*ACTIVITY*.
Rewrite the data below with "coarse mask" in place of every "rough mask", and leave everything else as it is.

Entries drawn from a collection:
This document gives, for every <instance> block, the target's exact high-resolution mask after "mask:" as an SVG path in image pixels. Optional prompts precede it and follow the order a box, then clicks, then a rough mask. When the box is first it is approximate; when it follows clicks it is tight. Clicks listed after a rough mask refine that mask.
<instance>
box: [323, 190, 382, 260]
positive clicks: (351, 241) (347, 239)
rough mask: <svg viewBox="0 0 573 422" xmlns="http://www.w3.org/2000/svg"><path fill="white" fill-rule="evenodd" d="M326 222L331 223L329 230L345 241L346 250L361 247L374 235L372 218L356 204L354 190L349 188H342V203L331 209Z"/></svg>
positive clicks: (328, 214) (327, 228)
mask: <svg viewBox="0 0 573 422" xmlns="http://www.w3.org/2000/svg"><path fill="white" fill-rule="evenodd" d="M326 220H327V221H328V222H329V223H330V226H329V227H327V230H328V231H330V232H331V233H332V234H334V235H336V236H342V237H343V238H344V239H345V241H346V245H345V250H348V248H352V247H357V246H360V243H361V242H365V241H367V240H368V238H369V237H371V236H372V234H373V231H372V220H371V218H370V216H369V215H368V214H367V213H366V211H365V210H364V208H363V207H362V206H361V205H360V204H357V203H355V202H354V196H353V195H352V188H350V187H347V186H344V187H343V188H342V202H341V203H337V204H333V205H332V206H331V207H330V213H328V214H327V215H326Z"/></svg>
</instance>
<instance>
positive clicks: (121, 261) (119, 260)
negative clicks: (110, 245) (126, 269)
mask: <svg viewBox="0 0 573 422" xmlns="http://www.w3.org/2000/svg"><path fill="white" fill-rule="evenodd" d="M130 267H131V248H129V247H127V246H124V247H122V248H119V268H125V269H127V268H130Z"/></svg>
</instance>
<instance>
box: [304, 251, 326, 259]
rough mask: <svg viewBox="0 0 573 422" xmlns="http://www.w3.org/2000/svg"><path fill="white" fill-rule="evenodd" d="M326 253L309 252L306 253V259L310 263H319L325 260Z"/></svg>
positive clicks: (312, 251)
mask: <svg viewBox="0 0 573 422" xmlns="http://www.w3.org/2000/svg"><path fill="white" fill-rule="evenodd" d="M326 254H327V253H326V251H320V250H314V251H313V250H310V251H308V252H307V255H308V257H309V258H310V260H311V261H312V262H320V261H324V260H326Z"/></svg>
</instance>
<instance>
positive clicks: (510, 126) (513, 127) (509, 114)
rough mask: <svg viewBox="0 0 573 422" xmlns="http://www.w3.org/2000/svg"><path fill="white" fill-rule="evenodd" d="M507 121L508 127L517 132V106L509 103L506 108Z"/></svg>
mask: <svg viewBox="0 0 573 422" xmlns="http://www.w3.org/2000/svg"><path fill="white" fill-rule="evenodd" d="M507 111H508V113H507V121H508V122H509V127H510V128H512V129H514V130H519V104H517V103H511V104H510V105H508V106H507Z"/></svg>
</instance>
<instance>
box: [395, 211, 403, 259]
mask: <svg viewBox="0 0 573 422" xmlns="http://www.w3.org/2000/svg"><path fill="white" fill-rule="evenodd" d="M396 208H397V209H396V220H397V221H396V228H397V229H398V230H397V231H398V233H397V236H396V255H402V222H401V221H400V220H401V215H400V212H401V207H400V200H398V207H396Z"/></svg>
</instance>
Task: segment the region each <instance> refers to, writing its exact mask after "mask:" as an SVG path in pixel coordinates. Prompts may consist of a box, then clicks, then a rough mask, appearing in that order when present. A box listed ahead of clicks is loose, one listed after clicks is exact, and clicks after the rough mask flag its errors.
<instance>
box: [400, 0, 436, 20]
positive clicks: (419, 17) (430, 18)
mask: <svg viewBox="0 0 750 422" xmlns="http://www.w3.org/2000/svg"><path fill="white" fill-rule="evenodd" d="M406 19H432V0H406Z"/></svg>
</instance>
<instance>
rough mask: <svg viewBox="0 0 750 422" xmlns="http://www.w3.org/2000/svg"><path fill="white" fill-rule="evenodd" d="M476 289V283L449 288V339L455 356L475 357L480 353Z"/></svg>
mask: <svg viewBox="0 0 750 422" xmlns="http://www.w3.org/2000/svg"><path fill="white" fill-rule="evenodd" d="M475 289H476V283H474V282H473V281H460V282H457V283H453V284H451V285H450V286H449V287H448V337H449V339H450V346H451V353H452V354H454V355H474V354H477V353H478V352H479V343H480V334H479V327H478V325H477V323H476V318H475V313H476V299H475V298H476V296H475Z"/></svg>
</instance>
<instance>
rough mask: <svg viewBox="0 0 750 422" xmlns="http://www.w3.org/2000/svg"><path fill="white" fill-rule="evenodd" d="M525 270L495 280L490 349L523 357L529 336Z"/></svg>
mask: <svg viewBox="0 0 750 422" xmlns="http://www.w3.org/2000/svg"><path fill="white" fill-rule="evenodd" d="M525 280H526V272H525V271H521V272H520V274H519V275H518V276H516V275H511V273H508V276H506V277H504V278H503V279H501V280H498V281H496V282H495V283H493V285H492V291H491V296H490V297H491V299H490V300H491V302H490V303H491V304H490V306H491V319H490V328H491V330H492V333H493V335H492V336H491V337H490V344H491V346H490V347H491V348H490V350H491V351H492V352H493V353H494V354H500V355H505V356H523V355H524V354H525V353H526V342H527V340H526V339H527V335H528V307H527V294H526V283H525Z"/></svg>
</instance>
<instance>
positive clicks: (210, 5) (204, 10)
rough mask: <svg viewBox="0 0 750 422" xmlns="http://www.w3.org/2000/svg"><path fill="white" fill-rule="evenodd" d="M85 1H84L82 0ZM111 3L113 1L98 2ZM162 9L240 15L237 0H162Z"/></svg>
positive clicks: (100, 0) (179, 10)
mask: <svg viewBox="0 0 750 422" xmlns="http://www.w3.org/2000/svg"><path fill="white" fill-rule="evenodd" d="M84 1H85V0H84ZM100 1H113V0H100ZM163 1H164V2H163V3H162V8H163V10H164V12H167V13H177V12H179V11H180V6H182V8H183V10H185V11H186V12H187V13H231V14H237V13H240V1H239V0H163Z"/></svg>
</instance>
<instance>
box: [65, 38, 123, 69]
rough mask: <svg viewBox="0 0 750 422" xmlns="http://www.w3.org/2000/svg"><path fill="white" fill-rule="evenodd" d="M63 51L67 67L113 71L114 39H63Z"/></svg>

*WORKED SOLUTION*.
This document gives, for every <instance> block, the target's exact high-resolution mask after "mask:" as an SVG path in image pixels. Optional prompts precede it and follow the order a box, then clicks, then a coarse mask. When the box is first it is approximate; when it follows clicks it is tight. Clicks listed after a coarse mask refine that mask.
<instance>
box: [323, 190, 382, 260]
positive clicks: (351, 241) (347, 239)
coarse mask: <svg viewBox="0 0 573 422" xmlns="http://www.w3.org/2000/svg"><path fill="white" fill-rule="evenodd" d="M326 222L331 223L329 230L345 241L346 250L361 247L374 235L372 218L356 204L354 190L349 188H342V203L331 209Z"/></svg>
positive clicks: (328, 214) (327, 228)
mask: <svg viewBox="0 0 573 422" xmlns="http://www.w3.org/2000/svg"><path fill="white" fill-rule="evenodd" d="M326 220H327V221H328V222H329V223H330V226H329V227H327V230H328V231H330V232H331V233H332V234H334V235H336V236H342V237H343V238H344V239H345V241H346V245H345V250H348V248H352V247H357V246H360V243H361V242H365V241H367V240H368V238H369V237H371V236H372V234H373V231H372V220H371V218H370V216H369V215H368V214H367V213H366V211H365V210H364V208H363V207H362V206H361V205H360V204H357V203H355V202H354V196H353V195H352V188H350V187H347V186H344V187H343V188H342V202H341V203H337V204H333V205H332V206H331V207H330V213H328V214H327V215H326Z"/></svg>
</instance>
<instance>
positive clicks: (121, 261) (119, 260)
negative clicks: (110, 245) (126, 269)
mask: <svg viewBox="0 0 573 422" xmlns="http://www.w3.org/2000/svg"><path fill="white" fill-rule="evenodd" d="M130 267H131V248H129V247H127V246H124V247H122V248H119V268H125V269H127V268H130Z"/></svg>
</instance>
<instance>
box: [304, 251, 326, 259]
coarse mask: <svg viewBox="0 0 573 422" xmlns="http://www.w3.org/2000/svg"><path fill="white" fill-rule="evenodd" d="M326 253L309 252L306 253V259L310 263H319L325 260Z"/></svg>
positive clicks: (312, 251)
mask: <svg viewBox="0 0 573 422" xmlns="http://www.w3.org/2000/svg"><path fill="white" fill-rule="evenodd" d="M326 254H327V253H326V251H320V250H314V251H313V250H310V251H308V252H307V255H308V257H309V258H310V260H311V261H312V262H320V261H324V260H326Z"/></svg>
</instance>
<instance>
positive clicks: (510, 126) (513, 127) (509, 114)
coarse mask: <svg viewBox="0 0 573 422" xmlns="http://www.w3.org/2000/svg"><path fill="white" fill-rule="evenodd" d="M507 121L508 127L517 132V106L509 103L506 108Z"/></svg>
mask: <svg viewBox="0 0 573 422" xmlns="http://www.w3.org/2000/svg"><path fill="white" fill-rule="evenodd" d="M507 111H508V113H507V121H508V122H509V127H510V128H512V129H514V130H519V104H517V103H511V104H510V105H508V106H507Z"/></svg>
</instance>
<instance>
box: [395, 211, 403, 259]
mask: <svg viewBox="0 0 573 422" xmlns="http://www.w3.org/2000/svg"><path fill="white" fill-rule="evenodd" d="M396 208H397V209H396V220H397V221H396V228H397V229H398V230H397V231H398V233H397V236H396V255H402V222H401V221H400V220H401V215H400V212H401V207H400V200H398V207H396Z"/></svg>
</instance>
Task: segment the region each <instance> refers to, writing its exact mask after "mask:" as an SVG path in pixel coordinates. Prompts may consist of a box, then clicks, then a coarse mask, appearing in that order when present. A box listed ahead of clicks is loose, one listed after clicks is exact, and clicks after the coarse mask flag its errors.
<instance>
box: [400, 0, 436, 20]
positive clicks: (419, 17) (430, 18)
mask: <svg viewBox="0 0 750 422" xmlns="http://www.w3.org/2000/svg"><path fill="white" fill-rule="evenodd" d="M406 19H432V0H406Z"/></svg>
</instance>
<instance>
coarse mask: <svg viewBox="0 0 750 422" xmlns="http://www.w3.org/2000/svg"><path fill="white" fill-rule="evenodd" d="M476 289V283L449 288V339L455 356L475 357L480 353Z"/></svg>
mask: <svg viewBox="0 0 750 422" xmlns="http://www.w3.org/2000/svg"><path fill="white" fill-rule="evenodd" d="M475 289H476V283H474V282H473V281H460V282H457V283H453V284H451V285H450V286H449V287H448V337H449V339H450V346H451V353H452V354H454V355H474V354H477V353H478V352H479V343H480V334H479V327H478V325H477V323H476V318H475V313H476V299H475V298H476V296H475Z"/></svg>
</instance>
<instance>
coarse mask: <svg viewBox="0 0 750 422" xmlns="http://www.w3.org/2000/svg"><path fill="white" fill-rule="evenodd" d="M525 270L495 280L490 349L523 357L529 336Z"/></svg>
mask: <svg viewBox="0 0 750 422" xmlns="http://www.w3.org/2000/svg"><path fill="white" fill-rule="evenodd" d="M525 280H526V272H525V271H521V272H520V274H519V275H518V276H516V275H511V273H508V276H506V277H504V278H503V279H501V280H498V281H496V282H495V283H493V285H492V291H491V296H490V297H491V299H490V300H491V302H490V303H491V304H490V306H491V319H490V328H491V330H492V333H493V335H492V336H491V337H490V344H491V346H490V347H491V348H490V350H491V351H492V352H493V353H494V354H500V355H505V356H523V355H524V354H525V353H526V342H527V340H526V339H527V335H528V307H527V294H526V283H525Z"/></svg>
</instance>
<instance>
positive clicks: (210, 5) (204, 10)
coarse mask: <svg viewBox="0 0 750 422" xmlns="http://www.w3.org/2000/svg"><path fill="white" fill-rule="evenodd" d="M85 1H84L82 0ZM111 3L113 1L98 2ZM162 9L240 15L237 0H162Z"/></svg>
positive clicks: (100, 0) (179, 10)
mask: <svg viewBox="0 0 750 422" xmlns="http://www.w3.org/2000/svg"><path fill="white" fill-rule="evenodd" d="M84 1H85V0H84ZM100 1H113V0H100ZM163 1H164V2H163V3H162V8H163V10H164V12H167V13H177V12H179V11H180V6H182V8H183V10H185V11H186V12H187V13H231V14H237V13H240V1H239V0H163Z"/></svg>
</instance>
<instance>
box: [65, 38, 123, 69]
coarse mask: <svg viewBox="0 0 750 422" xmlns="http://www.w3.org/2000/svg"><path fill="white" fill-rule="evenodd" d="M63 51L67 67L113 71L114 39H63Z"/></svg>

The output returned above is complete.